#### [TASK ITEM]
In the article about the anxiety and panic attack support group, why can most members not afford therapy sessions without help? Answer in one to three sentences.
READING PASSAGE section start
People in North Kirklees suffering from anxiety and panic attacks are to be offered aromatherapy, hynotherapy and reflexology to help control the symptoms.

The Batley-based Anxiety and Panic Attack Support Group, which was set up last year, has applied to Kirklees Council for £2,500 to run a 12-month pilot project to provide alternative therapy for its members.

Today the Council's health policy sub-committee was being asked to approve the grant. Part of the money would be used to offer subsidised therapy sessions on a one-to-one basis.

The group also plans to have monthly taster sessions where, for example, an aromatherapist would go along and members would take it in turns to try out the treatment.

And £500 would be used to commission an independent researcher at Huddersfield University to assess the pilot to help with funding bids for similar projects in the future.

Sharon Hudson, the group's chairman, said: "The members feel complementary therapies can help them cope better with their condition.

"We've had speakers at our meetings talking about alternative medicine and some members paid for a few sessions, for example with a hypnotherapist.

"However, all but one of the 12 members are unemployed because of their condition and so most cannot afford the fees for therapists.''

One of the members who hopes to benefit from the new initiative is retired police chief inspector Jim Daniel, 63, who was in the force for 34 years - ten of those in Bradford.

He said: "I had my first panic attack when I was 17 and I have suffered ever since. I was in the Royal Marines and aboard an aircraft carrier coming back from Gibraltar. I suddenly felt hot, sweaty, dizzy, disorientated and I had difficulty breathing.

"Not much was known about panic attacks in those days and at first the doctor thought I had contracted a tropical disease and then put it down to over work.''

Glasgow-born Mr Daniel, of Hanging Heaton, Dewsbury, said that over the years he had learnt to cope through positive thinking and deliberately confronting awkward situations.

He said: "I never let my panic attacks interfere with my work when I was a police officer but I did find socialising difficult.''

To boost his self-confidence he set up the Morley Philatelic Society in 1970, regularly gives lectures on Victorian antiques, is involved in church work and is a member of a social club.

Mr Daniel believes his condition was triggered by emotional abuse he suffered as a child, which left him self-conscious and with low self-esteem.
READING PASSAGE section end
GIVEN RECORDS section start
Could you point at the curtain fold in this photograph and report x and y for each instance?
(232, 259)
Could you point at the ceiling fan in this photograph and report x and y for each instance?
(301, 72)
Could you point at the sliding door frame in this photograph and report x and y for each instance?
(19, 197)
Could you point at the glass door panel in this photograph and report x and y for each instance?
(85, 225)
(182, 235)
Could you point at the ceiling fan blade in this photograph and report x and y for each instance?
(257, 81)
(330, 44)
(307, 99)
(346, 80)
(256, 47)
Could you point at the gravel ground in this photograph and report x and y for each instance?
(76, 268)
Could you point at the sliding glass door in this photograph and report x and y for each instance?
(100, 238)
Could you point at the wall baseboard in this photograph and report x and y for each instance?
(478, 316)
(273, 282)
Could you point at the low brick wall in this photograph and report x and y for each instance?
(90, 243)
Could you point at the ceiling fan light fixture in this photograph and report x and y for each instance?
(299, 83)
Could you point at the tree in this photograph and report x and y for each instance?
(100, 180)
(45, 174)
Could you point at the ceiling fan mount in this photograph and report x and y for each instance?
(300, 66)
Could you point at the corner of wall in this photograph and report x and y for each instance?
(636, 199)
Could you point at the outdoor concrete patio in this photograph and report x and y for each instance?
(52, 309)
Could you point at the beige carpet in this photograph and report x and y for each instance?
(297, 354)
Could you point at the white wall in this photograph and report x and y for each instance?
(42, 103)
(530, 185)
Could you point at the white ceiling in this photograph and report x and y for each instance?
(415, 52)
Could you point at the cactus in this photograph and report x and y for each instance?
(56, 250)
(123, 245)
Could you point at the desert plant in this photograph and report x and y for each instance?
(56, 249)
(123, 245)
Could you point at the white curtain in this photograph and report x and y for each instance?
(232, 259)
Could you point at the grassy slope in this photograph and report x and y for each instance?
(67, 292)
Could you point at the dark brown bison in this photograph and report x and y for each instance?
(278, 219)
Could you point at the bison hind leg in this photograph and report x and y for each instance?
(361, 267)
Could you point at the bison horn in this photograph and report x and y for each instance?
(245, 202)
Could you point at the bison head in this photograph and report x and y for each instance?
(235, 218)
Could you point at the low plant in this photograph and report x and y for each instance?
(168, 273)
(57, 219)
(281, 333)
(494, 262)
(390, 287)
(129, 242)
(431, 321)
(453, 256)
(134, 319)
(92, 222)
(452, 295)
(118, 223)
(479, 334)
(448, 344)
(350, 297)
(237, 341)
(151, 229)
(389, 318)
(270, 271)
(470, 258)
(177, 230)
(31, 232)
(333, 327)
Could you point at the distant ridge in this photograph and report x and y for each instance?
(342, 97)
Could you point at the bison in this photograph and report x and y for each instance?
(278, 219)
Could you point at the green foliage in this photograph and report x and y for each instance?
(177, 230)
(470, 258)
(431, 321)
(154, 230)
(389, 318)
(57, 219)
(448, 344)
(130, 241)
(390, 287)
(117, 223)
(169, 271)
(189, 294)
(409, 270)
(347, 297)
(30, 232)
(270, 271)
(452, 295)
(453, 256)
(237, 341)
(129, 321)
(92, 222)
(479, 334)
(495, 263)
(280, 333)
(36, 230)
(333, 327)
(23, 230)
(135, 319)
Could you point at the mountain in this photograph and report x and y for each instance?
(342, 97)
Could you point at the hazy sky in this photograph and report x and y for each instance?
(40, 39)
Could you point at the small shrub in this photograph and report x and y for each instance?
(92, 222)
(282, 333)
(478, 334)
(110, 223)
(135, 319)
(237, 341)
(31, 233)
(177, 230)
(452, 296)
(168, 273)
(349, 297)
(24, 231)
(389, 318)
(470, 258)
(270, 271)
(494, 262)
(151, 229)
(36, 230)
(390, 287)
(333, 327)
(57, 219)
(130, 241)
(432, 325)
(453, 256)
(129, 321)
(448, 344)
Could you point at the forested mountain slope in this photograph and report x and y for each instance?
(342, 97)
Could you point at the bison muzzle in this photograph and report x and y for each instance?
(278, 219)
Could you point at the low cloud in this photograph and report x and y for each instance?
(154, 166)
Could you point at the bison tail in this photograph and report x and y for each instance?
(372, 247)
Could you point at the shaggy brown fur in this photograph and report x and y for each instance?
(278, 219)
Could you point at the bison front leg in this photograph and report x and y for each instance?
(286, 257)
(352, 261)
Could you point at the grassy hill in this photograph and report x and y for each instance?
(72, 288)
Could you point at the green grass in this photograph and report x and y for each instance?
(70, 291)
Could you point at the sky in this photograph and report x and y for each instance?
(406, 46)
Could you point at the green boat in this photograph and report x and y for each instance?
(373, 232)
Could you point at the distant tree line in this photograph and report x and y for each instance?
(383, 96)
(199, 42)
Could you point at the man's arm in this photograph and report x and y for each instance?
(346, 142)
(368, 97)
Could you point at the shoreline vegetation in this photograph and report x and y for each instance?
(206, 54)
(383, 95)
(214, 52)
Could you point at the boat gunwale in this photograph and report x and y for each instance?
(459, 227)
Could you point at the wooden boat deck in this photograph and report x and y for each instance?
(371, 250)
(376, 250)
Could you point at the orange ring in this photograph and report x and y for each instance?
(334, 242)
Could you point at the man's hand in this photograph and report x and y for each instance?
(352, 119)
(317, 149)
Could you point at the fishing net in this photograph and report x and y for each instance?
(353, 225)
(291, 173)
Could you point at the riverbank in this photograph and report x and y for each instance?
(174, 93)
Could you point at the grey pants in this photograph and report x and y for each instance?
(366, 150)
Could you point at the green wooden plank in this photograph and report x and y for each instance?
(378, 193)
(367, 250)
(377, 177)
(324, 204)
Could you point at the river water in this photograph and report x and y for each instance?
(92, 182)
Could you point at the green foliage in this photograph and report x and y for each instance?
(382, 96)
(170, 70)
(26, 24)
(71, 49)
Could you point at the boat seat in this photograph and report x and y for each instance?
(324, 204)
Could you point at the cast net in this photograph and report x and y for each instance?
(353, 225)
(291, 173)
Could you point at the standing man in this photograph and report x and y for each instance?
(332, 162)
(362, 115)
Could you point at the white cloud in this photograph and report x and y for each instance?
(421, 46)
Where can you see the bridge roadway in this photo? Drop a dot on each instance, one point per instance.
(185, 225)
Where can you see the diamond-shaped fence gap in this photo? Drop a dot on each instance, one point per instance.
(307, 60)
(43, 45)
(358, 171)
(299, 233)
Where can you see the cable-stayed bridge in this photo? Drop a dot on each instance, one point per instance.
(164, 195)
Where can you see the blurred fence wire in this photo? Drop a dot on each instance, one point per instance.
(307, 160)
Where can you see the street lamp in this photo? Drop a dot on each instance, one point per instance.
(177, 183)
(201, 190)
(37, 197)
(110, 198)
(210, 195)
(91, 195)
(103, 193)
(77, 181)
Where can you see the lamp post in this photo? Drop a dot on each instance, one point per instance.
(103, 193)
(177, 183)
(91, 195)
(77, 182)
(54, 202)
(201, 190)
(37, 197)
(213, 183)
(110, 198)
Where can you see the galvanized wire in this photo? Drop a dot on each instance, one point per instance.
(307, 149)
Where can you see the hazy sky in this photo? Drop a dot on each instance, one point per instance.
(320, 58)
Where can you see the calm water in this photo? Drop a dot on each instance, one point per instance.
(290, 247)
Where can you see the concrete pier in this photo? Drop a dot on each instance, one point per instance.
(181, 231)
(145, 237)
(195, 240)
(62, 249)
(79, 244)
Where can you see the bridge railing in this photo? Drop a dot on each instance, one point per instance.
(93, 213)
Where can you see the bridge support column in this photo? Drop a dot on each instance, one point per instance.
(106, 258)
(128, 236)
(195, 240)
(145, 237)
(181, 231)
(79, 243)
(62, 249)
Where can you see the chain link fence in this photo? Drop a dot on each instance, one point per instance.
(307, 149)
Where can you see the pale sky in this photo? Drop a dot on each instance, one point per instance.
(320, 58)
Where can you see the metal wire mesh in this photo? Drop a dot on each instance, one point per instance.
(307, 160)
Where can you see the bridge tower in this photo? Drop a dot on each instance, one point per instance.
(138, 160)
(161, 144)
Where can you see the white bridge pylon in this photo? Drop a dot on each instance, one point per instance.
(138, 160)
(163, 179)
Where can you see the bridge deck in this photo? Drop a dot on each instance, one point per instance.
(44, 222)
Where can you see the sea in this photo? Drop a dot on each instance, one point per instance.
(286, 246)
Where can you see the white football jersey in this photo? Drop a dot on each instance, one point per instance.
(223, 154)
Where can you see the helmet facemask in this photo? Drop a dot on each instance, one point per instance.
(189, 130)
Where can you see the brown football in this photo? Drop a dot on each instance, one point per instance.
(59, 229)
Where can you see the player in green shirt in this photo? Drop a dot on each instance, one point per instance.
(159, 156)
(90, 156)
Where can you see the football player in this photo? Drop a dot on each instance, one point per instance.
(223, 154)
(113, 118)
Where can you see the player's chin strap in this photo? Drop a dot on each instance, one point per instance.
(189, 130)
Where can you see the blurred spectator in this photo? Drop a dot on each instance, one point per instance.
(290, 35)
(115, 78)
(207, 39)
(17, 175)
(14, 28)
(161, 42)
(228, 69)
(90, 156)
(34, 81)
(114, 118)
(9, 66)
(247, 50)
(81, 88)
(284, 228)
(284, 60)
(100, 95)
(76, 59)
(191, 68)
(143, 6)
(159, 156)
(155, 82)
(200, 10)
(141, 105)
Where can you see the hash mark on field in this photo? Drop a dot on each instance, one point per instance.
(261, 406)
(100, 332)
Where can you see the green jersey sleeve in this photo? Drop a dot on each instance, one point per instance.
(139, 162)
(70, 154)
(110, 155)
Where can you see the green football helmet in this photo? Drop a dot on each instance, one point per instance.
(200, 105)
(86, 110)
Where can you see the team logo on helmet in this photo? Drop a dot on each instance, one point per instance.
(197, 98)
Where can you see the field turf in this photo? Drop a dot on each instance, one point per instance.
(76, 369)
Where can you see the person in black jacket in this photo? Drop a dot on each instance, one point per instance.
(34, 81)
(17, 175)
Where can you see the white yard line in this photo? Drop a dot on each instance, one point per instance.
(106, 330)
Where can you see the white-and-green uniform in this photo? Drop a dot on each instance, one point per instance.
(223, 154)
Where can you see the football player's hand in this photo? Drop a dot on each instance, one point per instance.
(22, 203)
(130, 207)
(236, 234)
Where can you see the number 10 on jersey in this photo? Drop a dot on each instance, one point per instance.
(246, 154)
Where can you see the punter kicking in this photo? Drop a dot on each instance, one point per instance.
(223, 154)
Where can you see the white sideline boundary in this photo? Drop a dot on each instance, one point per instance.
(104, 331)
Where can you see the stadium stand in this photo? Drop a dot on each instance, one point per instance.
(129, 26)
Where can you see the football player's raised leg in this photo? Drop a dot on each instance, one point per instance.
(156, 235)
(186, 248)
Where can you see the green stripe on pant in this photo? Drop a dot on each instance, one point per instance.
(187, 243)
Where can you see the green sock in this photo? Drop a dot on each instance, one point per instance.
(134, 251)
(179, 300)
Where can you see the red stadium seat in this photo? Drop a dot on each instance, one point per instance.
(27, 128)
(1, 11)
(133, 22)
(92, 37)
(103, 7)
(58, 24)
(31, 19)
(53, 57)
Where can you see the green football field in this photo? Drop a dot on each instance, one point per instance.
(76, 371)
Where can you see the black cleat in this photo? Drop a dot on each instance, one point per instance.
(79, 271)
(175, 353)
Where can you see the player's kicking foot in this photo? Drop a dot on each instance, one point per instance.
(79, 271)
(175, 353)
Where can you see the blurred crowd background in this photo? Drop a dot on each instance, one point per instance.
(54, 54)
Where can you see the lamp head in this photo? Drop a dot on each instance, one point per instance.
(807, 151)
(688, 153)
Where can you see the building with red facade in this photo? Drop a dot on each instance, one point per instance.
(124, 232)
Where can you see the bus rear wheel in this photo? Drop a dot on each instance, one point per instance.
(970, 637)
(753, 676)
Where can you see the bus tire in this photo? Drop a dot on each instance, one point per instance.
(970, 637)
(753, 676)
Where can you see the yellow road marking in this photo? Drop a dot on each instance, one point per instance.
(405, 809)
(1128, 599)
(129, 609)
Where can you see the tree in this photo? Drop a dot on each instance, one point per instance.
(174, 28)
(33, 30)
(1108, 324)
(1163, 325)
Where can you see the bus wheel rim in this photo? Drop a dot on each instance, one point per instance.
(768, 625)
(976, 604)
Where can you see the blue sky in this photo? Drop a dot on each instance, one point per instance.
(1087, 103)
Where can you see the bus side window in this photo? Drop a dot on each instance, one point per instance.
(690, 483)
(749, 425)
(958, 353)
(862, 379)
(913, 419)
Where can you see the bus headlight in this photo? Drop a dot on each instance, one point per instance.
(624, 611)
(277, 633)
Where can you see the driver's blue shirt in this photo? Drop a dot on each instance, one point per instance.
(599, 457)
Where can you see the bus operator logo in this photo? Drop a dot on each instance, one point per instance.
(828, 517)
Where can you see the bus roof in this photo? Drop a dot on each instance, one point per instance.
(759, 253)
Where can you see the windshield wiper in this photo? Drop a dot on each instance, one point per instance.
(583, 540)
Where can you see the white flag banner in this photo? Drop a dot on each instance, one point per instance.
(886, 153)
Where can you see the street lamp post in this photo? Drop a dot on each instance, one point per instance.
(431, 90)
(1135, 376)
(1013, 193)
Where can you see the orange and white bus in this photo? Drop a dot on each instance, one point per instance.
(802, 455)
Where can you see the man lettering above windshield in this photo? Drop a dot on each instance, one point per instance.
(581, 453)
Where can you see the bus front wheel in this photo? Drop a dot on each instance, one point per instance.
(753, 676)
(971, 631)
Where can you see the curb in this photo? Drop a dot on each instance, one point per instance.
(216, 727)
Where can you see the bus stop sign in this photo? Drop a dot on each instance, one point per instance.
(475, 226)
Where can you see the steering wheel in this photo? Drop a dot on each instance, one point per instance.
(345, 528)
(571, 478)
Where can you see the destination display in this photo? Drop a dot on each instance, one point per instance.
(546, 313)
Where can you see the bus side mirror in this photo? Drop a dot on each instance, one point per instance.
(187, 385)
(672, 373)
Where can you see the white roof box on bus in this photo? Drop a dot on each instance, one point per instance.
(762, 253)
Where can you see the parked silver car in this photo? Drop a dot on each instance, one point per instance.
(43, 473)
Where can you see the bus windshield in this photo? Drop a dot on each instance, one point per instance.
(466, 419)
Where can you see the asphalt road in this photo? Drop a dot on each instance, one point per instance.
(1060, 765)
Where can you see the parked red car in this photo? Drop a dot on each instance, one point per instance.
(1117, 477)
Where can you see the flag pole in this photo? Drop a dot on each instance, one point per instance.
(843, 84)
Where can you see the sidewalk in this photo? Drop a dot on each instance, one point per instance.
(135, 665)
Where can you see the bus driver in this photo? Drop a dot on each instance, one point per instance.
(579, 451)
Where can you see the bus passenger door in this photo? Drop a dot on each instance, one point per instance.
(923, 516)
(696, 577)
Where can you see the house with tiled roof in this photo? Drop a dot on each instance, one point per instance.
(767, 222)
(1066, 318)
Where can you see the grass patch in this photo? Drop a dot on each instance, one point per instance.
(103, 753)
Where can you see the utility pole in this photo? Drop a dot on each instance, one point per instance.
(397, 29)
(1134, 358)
GIVEN RECORDS section end
#### [ANSWER BELOW]
According to the group's chairman, all but one of the 12 members are unemployed because of their condition. As a result, most of them cannot afford the fees that therapists charge.